SELECTED EXCERPT

━━━━━━━━━━━━━━━━━━━━

Marina Gibson makes a once-in-a-lifetime trip to the Seychelles to experience its diverse range of wildlife & try to land giant trevally and parrotfish
Farquhar Atoll is the most southerly atoll in the Seychelles chain of islands, lying just over 700km to the south-west of the main island, Mahe. Even in normal circumstances, trips to these remote places are carefully planned out, with little or no room to alter logistics, so we were fortunate that Covid restrictions allowed us to travel to the Seychelles, providing we abided by all regulations and guidelines.
At short notice, we packed bags and set off from Germany, flying via Dubai to the capital of the Seychelles, Mahe, and then to Alphonse Island in a small plane, before the last leg to Farquhar Island. The island has around 22 inhabitants from Islands Development Company (IDC), a small number of houses, next to no pollution and minimal fishing pressure. After 12 months of downtime, I was lucky to be one of the first fly-fishers to set foot on this pristine place, a once-in-a-lifetime opportunity.

━━━━━━━━━━━━━━━━━━━━

YOUR TASK
Continue the account of fly-fishing on Farquhar Atoll from its last sentence. The data that follows is not needed for anything here.

━━━━━━━━━━━━━━━━━━━━

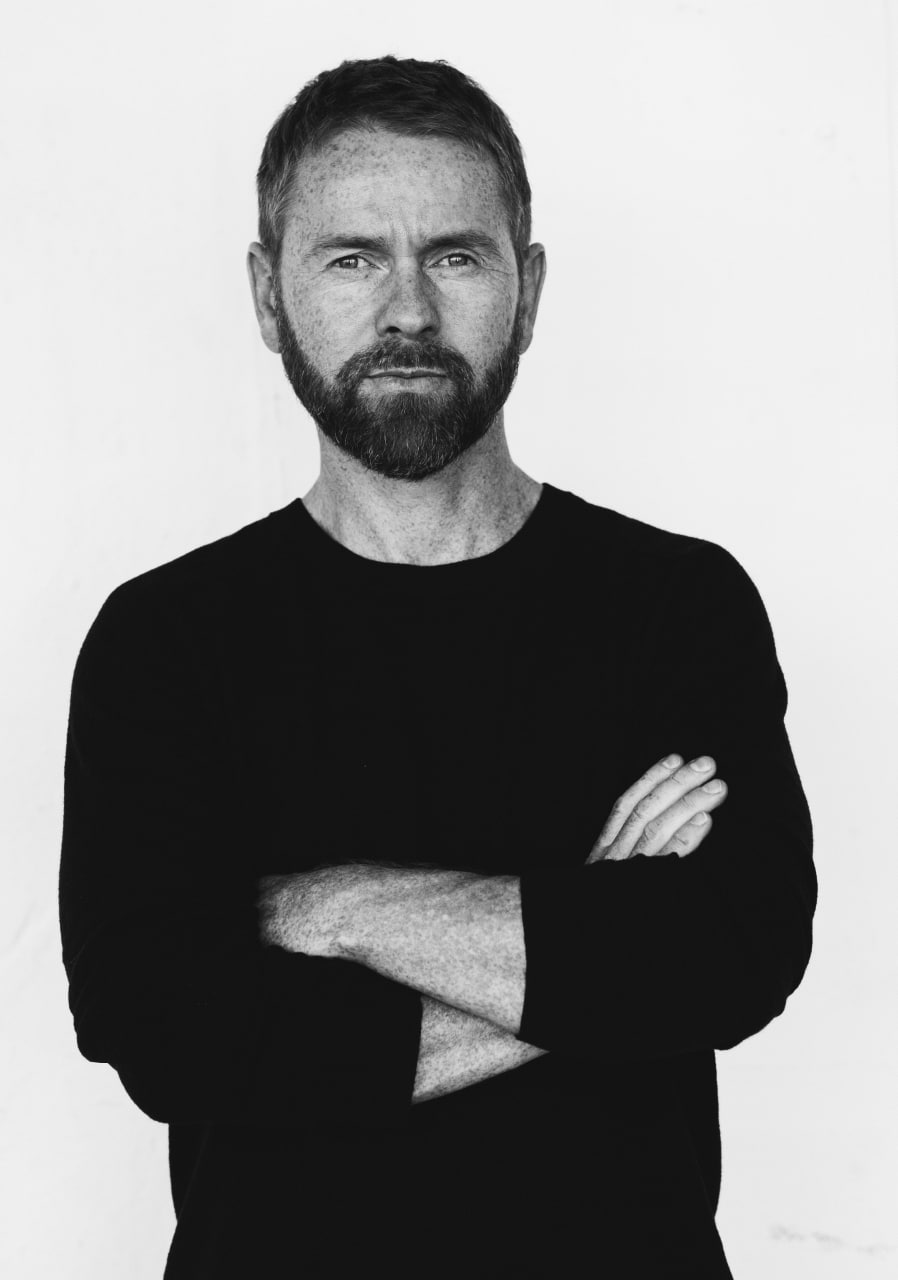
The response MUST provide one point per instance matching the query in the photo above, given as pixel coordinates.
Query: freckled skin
(416, 471)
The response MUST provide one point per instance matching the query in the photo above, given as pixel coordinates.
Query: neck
(464, 511)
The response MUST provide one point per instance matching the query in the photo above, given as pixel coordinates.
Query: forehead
(372, 179)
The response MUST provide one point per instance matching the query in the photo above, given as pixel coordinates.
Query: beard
(402, 434)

━━━━━━━━━━━━━━━━━━━━

OUTPUT
It is a dream location, where casting for giant trevally (Caranx ignobilis), green humphead parrotfish (Bolbometopon muricatum) – aka bumpheads, bumpys or buffalos of the flats – Indo-Pacific permit (Trachinotus blochii), bonefish (Albula vulpes), several species of triggerfish (of the family Balistidae) and an array of reef fish, including Napoleon wrasse (Cheilinus undulatus), saddleback grouper (Plectropomus laevis) and bohar snappers (Lutjanus bohar) makes it the apogee of destination fly-fishing.